> [Tâches et exercices]:
**A)** D'après le texte de la page, devant quoi cette lecture invite-t-elle à s'arrêter ? Donnez la liste complète.
**B)** Écrivez la suite du texte de la page, juste après sa dernière phrase.

+++ Texte de la page +++

Exercice de lenteur, cette lecture, une invitation à l’immobilité, à la station devant un vers, une phrase, un développement soudain, une image, et devant le sentiment de la mémoire. Beaucoup de ces textes sont des adresses, mais sans la moindre promiscuité, il s’agit de notes de travail, de fragments d’études, ici développement sur l’héraldique, là digression sur Diane, « déesse romaine de la chasse et de la lune » et, à propos d’Actéon, qu’il vient de décrire en quelques lignes :

« Je le regarde en face. La bouche est à moitié ouverte. Les yeux sont tournés vers le ciel. Il crie sans voix, et j’ai écrit au stylo sur le dos de ma main :
nous sommes les chiens » [p. 121]

Quelques photos en noir et blanc s’intercalent, à considérer en tant que poèmes, questions suspendues, étrangetés argentiques. Et puis l’évocation de ces « feuilles de deuil », telle la page noire que Laurence Sterne a glissé après le douzième chapitre de son génial Tristram Shandy, qu’on retrouve citée doublement ici.

+++ Documents fournis +++

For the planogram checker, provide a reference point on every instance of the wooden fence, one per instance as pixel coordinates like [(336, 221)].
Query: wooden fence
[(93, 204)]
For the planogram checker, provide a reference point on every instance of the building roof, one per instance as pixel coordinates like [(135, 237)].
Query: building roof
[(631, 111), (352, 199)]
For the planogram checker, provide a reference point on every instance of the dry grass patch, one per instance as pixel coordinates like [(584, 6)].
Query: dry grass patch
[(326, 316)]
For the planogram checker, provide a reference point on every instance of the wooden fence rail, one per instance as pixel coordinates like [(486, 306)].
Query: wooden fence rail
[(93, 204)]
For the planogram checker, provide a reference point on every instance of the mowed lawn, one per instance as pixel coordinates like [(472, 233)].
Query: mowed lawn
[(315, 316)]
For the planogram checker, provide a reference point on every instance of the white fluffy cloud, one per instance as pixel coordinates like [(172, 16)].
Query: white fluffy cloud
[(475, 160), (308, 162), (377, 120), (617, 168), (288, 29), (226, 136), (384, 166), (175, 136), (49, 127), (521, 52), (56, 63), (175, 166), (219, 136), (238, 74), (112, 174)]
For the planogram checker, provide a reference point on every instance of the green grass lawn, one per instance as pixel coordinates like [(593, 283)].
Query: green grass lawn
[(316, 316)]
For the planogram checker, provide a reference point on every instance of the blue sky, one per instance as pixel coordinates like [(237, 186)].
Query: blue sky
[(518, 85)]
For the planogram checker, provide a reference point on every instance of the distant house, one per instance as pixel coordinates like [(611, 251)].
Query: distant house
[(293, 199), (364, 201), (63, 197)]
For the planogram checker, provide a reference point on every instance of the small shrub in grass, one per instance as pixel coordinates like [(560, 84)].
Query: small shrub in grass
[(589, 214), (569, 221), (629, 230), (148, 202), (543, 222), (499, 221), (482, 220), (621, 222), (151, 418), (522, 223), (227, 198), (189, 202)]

+++

> [Réponses aux exercices]:
**A)**
- un vers
- une phrase
- un développement soudain
- une image
- le sentiment de la mémoire

**B)**
« Je me rappelle une image dans un autre livre, une photographie en noir et blanc de la fin des années soixante-dix, d’une maison au nord des montagnes de Roumanie. Une mariée en blanc, encore enfant, repose les yeux fermés dans un cercueil ouvert. Une demoiselle d’honneur est assise à côté, une bougie allumée à la main et un sourire mystérieux aux lèvres. Cela m’effraie. C’est terrible et beau. On dirait des anges, et l’un des deux est mort. Je détourne le regard. » [p. 131]

Le livre de Jørn H. Sværen se confie aussi comme objet-livre, assumant son squelette, l’ossature qui le soutient. Exemple : le blanc de la page, le noir des caractères, les termes « mariage » et « enterrement » qui, en Scandinavie, sont termes de typographie pour indiquer des erreurs de compositions, en français en dirait « doublon » ou « bourdon ».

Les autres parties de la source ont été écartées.